* Start *
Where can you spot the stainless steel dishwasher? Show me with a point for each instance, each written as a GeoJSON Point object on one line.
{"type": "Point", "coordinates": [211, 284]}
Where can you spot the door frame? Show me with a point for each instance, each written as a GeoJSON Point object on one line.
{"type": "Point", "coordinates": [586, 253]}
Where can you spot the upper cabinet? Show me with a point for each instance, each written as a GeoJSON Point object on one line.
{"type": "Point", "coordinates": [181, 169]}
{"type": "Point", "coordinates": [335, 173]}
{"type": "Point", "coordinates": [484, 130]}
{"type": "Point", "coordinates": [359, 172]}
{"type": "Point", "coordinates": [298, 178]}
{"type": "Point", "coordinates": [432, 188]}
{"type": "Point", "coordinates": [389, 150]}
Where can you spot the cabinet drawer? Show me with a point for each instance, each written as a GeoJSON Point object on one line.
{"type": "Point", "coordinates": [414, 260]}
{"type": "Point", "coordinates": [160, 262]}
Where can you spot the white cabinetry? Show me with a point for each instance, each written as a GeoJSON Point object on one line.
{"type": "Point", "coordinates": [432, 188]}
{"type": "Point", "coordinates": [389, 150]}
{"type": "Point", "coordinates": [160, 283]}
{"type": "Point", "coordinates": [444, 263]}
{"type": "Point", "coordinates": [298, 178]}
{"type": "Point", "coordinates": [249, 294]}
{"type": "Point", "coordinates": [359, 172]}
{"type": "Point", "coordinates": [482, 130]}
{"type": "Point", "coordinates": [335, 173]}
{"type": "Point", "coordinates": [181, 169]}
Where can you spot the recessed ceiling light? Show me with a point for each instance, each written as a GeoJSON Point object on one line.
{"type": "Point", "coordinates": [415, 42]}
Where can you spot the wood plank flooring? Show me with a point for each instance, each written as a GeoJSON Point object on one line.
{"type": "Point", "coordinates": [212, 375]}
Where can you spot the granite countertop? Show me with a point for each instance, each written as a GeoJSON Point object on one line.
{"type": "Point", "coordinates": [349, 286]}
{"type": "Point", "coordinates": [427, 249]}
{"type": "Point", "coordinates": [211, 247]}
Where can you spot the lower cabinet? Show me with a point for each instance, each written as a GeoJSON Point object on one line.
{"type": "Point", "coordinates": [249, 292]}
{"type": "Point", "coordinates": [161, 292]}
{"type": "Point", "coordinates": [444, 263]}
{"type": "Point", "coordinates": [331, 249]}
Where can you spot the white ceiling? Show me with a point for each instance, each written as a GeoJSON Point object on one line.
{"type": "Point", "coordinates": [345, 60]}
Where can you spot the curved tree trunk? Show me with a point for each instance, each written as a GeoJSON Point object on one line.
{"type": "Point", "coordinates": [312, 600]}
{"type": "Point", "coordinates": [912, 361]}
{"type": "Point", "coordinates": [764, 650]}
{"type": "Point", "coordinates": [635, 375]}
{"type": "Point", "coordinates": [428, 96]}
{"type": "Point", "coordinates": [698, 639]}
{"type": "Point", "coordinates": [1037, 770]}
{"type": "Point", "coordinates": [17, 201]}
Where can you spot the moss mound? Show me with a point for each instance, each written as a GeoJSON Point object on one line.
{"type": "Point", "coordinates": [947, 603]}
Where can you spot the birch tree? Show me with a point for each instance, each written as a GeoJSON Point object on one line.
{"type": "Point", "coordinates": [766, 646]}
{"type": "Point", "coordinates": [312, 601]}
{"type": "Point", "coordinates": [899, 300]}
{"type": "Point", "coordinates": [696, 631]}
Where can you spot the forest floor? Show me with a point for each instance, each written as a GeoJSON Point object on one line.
* End *
Reproduce the listing above verbatim, from first line to last.

Where can you spot the stainless steel dishwasher? Show me with a point for each instance, each written as a GeoJSON Point object on one line.
{"type": "Point", "coordinates": [211, 284]}
Where can you spot the door frame? Show me with a point for each instance, each written as a GeoJSON Point object on one line.
{"type": "Point", "coordinates": [586, 253]}
Where can you spot the upper cabinet? Show me with a point for each instance, each written as a GeoJSON Point object on one line.
{"type": "Point", "coordinates": [181, 169]}
{"type": "Point", "coordinates": [335, 173]}
{"type": "Point", "coordinates": [484, 130]}
{"type": "Point", "coordinates": [359, 172]}
{"type": "Point", "coordinates": [298, 178]}
{"type": "Point", "coordinates": [432, 188]}
{"type": "Point", "coordinates": [389, 150]}
Where can you spot the cabinet drawer? Show me with a point for each instance, each written as a GeoJSON Point object on one line.
{"type": "Point", "coordinates": [414, 260]}
{"type": "Point", "coordinates": [160, 262]}
Where can you spot the white cabinetry? Show me with a point for each instance, each written as a GeoJSON Point object on one line.
{"type": "Point", "coordinates": [432, 188]}
{"type": "Point", "coordinates": [389, 150]}
{"type": "Point", "coordinates": [160, 283]}
{"type": "Point", "coordinates": [444, 263]}
{"type": "Point", "coordinates": [298, 178]}
{"type": "Point", "coordinates": [249, 294]}
{"type": "Point", "coordinates": [359, 172]}
{"type": "Point", "coordinates": [482, 130]}
{"type": "Point", "coordinates": [335, 173]}
{"type": "Point", "coordinates": [181, 169]}
Where can you spot the recessed ceiling light? Show me with a point for each instance, each written as a GeoJSON Point object on one line.
{"type": "Point", "coordinates": [415, 42]}
Where can you spot the wood plank flooring? Show me with a point for each instance, each written as a GeoJSON Point object on one line.
{"type": "Point", "coordinates": [212, 375]}
Where can you spot the granite countertop? Show me with a point for each instance, each written as a GeoJSON Point object on one line.
{"type": "Point", "coordinates": [349, 286]}
{"type": "Point", "coordinates": [427, 249]}
{"type": "Point", "coordinates": [211, 247]}
Where can you spot the lower cabinet? Show me with a point for each instance, each written as a GeoJSON Point object on one line.
{"type": "Point", "coordinates": [249, 292]}
{"type": "Point", "coordinates": [161, 292]}
{"type": "Point", "coordinates": [444, 263]}
{"type": "Point", "coordinates": [331, 249]}
Where can you spot the white ceiling? Show me with a point for each instance, each written as a GeoJSON Point object on one line.
{"type": "Point", "coordinates": [345, 60]}
Where can you spot the curved tree trunk? Show me with a point for each instance, each written as a GeoJSON Point object on one line.
{"type": "Point", "coordinates": [312, 600]}
{"type": "Point", "coordinates": [912, 361]}
{"type": "Point", "coordinates": [764, 650]}
{"type": "Point", "coordinates": [635, 375]}
{"type": "Point", "coordinates": [428, 96]}
{"type": "Point", "coordinates": [698, 639]}
{"type": "Point", "coordinates": [1037, 770]}
{"type": "Point", "coordinates": [17, 201]}
Where can you spot the moss mound? Show me with a point for each instance, each written as a GeoJSON Point object on one line.
{"type": "Point", "coordinates": [947, 603]}
Where can you spot the birch tree? Show me with a point for each instance, each written as a GeoJSON Point object on one line.
{"type": "Point", "coordinates": [766, 646]}
{"type": "Point", "coordinates": [312, 601]}
{"type": "Point", "coordinates": [899, 300]}
{"type": "Point", "coordinates": [696, 631]}
Where can you spot the forest floor? Show me with a point for each instance, each written as a GeoJSON Point object on one line.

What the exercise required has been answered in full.